Start Exercise input
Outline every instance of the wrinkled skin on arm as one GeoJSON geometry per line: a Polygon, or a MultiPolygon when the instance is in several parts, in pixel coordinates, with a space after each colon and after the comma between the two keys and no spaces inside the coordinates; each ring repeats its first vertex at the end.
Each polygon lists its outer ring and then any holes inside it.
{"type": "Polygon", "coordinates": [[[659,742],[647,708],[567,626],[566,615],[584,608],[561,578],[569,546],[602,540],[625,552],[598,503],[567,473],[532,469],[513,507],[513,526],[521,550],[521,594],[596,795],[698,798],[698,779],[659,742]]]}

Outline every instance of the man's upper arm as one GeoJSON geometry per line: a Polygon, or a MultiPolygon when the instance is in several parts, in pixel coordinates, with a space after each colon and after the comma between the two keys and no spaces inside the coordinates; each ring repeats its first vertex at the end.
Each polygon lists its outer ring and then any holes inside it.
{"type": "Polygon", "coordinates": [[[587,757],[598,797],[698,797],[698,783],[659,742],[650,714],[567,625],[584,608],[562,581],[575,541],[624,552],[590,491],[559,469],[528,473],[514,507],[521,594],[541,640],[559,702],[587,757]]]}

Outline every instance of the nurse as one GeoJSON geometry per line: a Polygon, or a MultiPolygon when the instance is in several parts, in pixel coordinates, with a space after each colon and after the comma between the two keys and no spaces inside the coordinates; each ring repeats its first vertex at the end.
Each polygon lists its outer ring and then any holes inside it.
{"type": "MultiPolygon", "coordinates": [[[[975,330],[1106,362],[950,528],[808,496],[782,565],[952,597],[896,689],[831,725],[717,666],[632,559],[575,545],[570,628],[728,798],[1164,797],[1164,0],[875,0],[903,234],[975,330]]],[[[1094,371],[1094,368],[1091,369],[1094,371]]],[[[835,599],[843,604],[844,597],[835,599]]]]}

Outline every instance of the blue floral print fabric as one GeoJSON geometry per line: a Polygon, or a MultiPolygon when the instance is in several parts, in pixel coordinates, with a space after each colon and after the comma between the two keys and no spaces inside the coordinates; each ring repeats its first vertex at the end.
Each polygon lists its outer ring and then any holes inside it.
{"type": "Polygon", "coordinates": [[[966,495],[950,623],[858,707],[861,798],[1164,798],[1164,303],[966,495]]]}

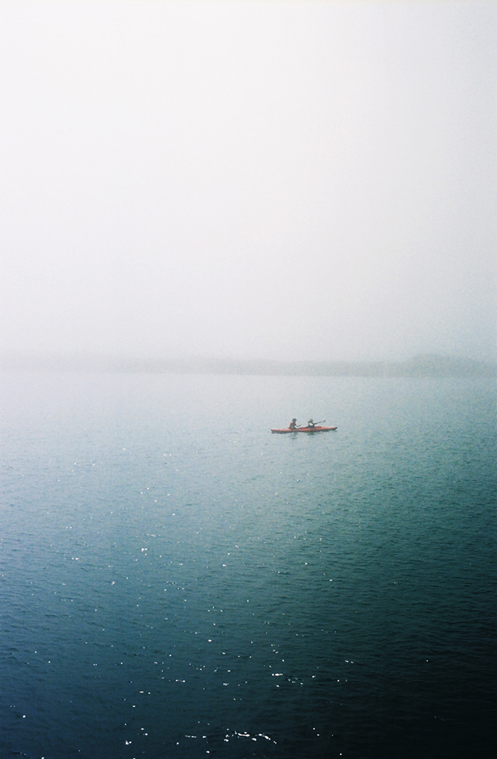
End Exercise input
Task to complete => Format every line of the items above as a JSON list of strings, one string per line, with blank lines omitted. Leave the pictures out of the list.

Answer to this task =>
[
  "Outline every instance of the wrinkled skin on arm as one GeoJSON geometry per line: a Polygon, or a MultiPolygon when the instance is in several parts, in pixel coordinates, with a space after each colon and after the comma between the two keys and no spaces inside the coordinates; each ring repeats its first vertex at the end.",
  "Each polygon lists its outer ring and then any holes inside it.",
  "{\"type\": \"Polygon\", \"coordinates\": [[[659,742],[647,708],[567,626],[566,615],[584,608],[561,578],[569,546],[602,540],[625,552],[598,503],[567,473],[532,469],[513,507],[513,526],[521,550],[521,594],[596,795],[698,798],[698,779],[659,742]]]}",
  "Outline every instance of the man's upper arm as one GeoJSON geometry per line: a Polygon, or a MultiPolygon when the instance is in several parts, in pixel coordinates, with a space after each colon and after the comma between the two keys and no spaces inside the coordinates; each ring repeats its first vertex at the end.",
  "Each polygon lists its outer ring and then any holes inside it.",
  "{\"type\": \"Polygon\", \"coordinates\": [[[587,757],[598,797],[698,797],[698,783],[659,742],[650,714],[567,625],[584,608],[562,581],[575,541],[624,552],[590,491],[559,469],[528,473],[514,507],[521,594],[541,640],[559,702],[587,757]]]}",
  "Outline every instance of the nurse as one GeoJSON geometry per line: a Polygon, or a MultiPolygon when the instance is in several parts, in pixel coordinates, with a space after each colon and after the comma between the two keys and no spaces inside the coordinates; each ring repeats its first vertex at the end.",
  "Each polygon lists its outer ring and then any holes inside it.",
  "{\"type\": \"MultiPolygon\", \"coordinates\": [[[[975,330],[1106,362],[950,528],[808,496],[782,565],[952,597],[896,689],[831,725],[717,666],[632,559],[575,545],[570,628],[728,798],[1164,797],[1164,0],[875,0],[903,234],[975,330]]],[[[1094,371],[1094,368],[1091,369],[1094,371]]],[[[835,599],[843,604],[844,597],[835,599]]]]}",
  "Outline every instance of the blue floral print fabric as one GeoJSON geometry per line: a Polygon, or a MultiPolygon when the instance is in several parts, in pixel coordinates, with a space after each colon and after the comma between the two keys and no spaces inside the coordinates; each ring repeats its first vertex at the end.",
  "Each polygon lists its outer ring and then any holes inside it.",
  "{\"type\": \"Polygon\", \"coordinates\": [[[966,495],[950,623],[858,707],[861,798],[1164,798],[1164,303],[966,495]]]}"
]